The Forum for Discussion about The Third Manifesto and Related Matters

Please or Register to create posts and topics.

ANNOUNCE: a relational algebra with only one primitive operator (tentative) (please check/critique)

PreviousPage 3 of 12Next
Quote from Vadim on May 14, 2021, 4:49 pm
Quote from AntC on May 14, 2021, 12:36 am
Quote from Vadim on May 13, 2021, 4:27 pm

The other [rather artificial] example is the database with all the empty relations.

No that's not a valid lattice structure to model relations: we must always have DEE, no matter how many empty relations there are. We can always say the sub-lattice from DUM down to lattice bottom must be a Boolean algebra (as the powerset of all possible attribute-type pairs, formed into headings). That is, if we can define DUM.

In the database of all the empty relations DUM=DEE, otherwise you'll break some RL axioms.

Yes, it is counterintuitive, because the TTM stipulates DEE containing one tuple, and there is no way to satify this condition with empty relations. (I vaguely remember correspondence with Ervin who pointed out holes in this set based definition.)

In general, a reduction of the operation set in Universal Algebra to some basic set is understood as representing each derived operation via composition of basic operatons.

Please give a citation for that claim. I think you just made it up. Appendix A (tries to) proceed in that way. But actually fails: for example it does not reduce RENAME to other basic operations -- the other operations still need RENAME or some further mechanism (not specified), as Philip Kelly pointed out many moons ago -- he proposed a mechanism 'equi-relations'.

Page 11 here: https://books.google.com/books?id=siNlAn8Bm30C&pg=PA1&source=gbs_toc_r&cad=3#v=onepage&q&f=false

That's a book on Category Theory. It appears not to be written in English. I'm not claiming to be producing a Category-theoretical approach.

wrt the point at hand, I'll cite your own definition for NotMatching (generalised difference, you used \ operator). That has two equations, neither of which have bare (x \ y) on one side of the equation:

  • (x ^ y) v (x \ y) = x.
  • (x ^ y) ^ (x \ y) = (x ^ y) ^ DUM.

In other words, you are not allowed to use the First Order Logic sentenses and specify a constraint on the derived operation this way; you have to exhibit an equality with the derived operation alone on the left hand side.

● **Required task**
Resume the forum thread on the relational algebra with one primitive operator, carrying it on from its final sentence.

● **Records**
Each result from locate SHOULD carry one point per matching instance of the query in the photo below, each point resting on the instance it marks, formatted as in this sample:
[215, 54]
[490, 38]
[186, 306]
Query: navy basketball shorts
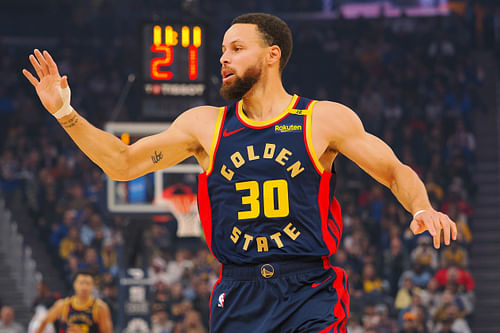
[280, 297]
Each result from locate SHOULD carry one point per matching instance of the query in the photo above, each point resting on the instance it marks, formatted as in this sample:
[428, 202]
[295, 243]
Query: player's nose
[224, 58]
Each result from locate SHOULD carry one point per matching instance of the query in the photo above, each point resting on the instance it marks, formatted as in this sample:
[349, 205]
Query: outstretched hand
[49, 85]
[434, 221]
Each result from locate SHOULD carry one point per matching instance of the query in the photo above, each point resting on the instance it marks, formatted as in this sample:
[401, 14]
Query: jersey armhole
[308, 140]
[95, 310]
[65, 310]
[216, 139]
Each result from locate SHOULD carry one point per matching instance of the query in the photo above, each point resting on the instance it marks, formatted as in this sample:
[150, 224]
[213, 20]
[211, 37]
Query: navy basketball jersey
[265, 196]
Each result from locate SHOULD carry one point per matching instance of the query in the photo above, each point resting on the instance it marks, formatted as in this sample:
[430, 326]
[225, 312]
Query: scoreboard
[173, 68]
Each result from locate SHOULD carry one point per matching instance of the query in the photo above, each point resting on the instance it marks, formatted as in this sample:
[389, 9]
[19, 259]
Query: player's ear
[274, 55]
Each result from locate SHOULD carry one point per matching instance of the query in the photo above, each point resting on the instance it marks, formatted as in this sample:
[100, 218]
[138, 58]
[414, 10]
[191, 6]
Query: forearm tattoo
[157, 157]
[70, 122]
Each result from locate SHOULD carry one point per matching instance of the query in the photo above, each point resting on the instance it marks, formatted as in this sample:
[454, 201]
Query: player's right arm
[54, 312]
[118, 160]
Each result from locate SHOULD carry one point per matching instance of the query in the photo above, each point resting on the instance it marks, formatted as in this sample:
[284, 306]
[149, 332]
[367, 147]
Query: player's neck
[266, 100]
[81, 300]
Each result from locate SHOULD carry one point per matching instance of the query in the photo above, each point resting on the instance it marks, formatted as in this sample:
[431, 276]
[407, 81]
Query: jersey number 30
[274, 198]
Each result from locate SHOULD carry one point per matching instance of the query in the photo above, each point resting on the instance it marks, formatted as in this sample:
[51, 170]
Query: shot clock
[173, 67]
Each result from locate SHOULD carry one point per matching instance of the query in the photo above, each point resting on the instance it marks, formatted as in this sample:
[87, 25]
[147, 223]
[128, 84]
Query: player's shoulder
[100, 304]
[331, 107]
[201, 114]
[333, 111]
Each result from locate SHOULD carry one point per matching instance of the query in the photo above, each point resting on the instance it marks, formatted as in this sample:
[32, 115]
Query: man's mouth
[226, 75]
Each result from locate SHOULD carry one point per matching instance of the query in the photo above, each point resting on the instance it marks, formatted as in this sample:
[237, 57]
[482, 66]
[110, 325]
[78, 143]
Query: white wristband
[66, 107]
[420, 211]
[63, 111]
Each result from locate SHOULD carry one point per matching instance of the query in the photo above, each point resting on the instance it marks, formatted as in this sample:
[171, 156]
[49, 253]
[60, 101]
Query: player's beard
[241, 85]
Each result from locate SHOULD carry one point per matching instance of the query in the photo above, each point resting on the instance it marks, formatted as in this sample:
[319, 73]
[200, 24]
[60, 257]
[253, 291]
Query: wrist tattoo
[157, 157]
[70, 122]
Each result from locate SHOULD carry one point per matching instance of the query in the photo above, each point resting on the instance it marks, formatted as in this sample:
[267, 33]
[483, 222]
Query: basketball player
[81, 313]
[266, 198]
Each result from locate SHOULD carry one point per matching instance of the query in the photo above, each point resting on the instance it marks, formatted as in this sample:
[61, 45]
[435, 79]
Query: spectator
[454, 255]
[7, 323]
[372, 284]
[405, 294]
[385, 324]
[161, 322]
[452, 322]
[456, 274]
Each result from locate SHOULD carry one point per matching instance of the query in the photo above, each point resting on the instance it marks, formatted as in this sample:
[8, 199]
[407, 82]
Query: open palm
[50, 86]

● **Response to this exercise**
 

 

Then, it is terminology confusion, and you need to clarify what do you mean by "primitive operator". Analogies will get you only so far.

I'm demonstrating what I'm doing as I go along. So far as I can tell, the only person actually looking at the equations is me. I take NatJoin as primitive in the sense I stipulate its properties (Commutative, Idempotent, Associative), but I don't specify anything further about its behaviour or result.

Quote from Vadim on May 14, 2021, 6:38 pm
Quote from Erwin on May 14, 2021, 5:36 pm

DUM === {} , DEE === {{}}

DUM is the empty set of empty sets, DEE is the set that has the empty set [empty set of tuples, that is] for its member.

Requiring the empty set to be equal to a nonempty set is the most perfect example of mathematical Harakiri I can imagine.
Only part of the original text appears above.